--- START Material provided ---
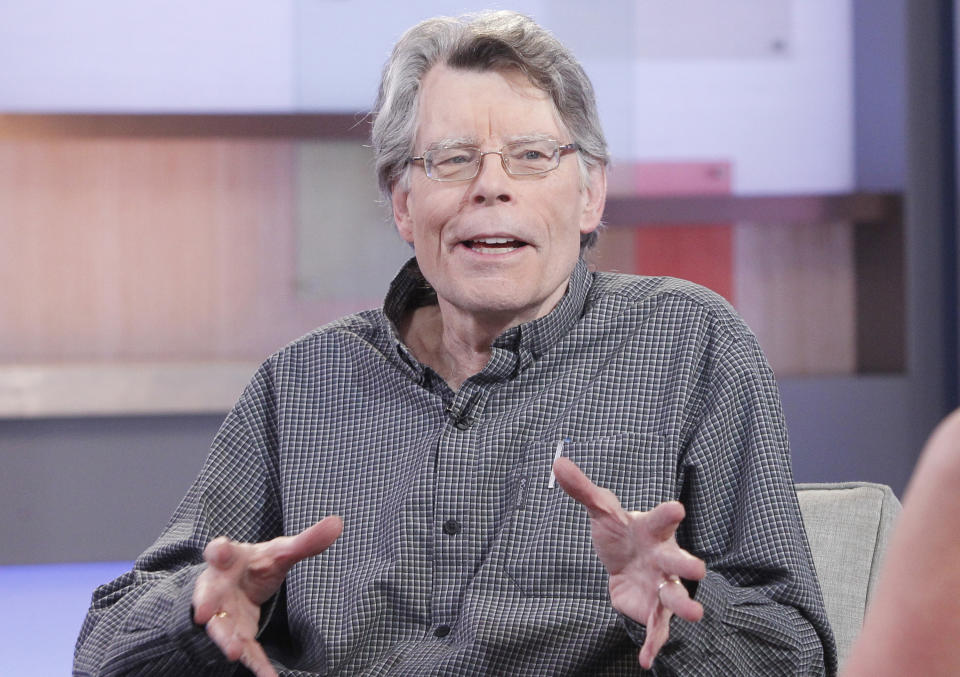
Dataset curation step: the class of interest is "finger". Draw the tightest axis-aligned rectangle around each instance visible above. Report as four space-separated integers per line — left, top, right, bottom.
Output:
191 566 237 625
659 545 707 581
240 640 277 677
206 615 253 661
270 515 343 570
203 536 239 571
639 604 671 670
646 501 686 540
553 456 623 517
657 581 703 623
--- END Material provided ---
-- Work to complete --
Each entry above is to be written out again unchanged, apart from the pictures, which are left out.

-- Solved problem --
Dataset curation step: the class of interest is "finger". Draw the tightest axis-aligned rectangle around each instance visible above. Report as four space-separated integers per line — left, top, right, bottom.
Output:
191 566 237 625
659 545 707 581
240 640 277 677
206 615 253 661
270 515 343 570
203 536 239 571
639 604 671 670
646 501 686 540
553 456 623 517
657 581 703 623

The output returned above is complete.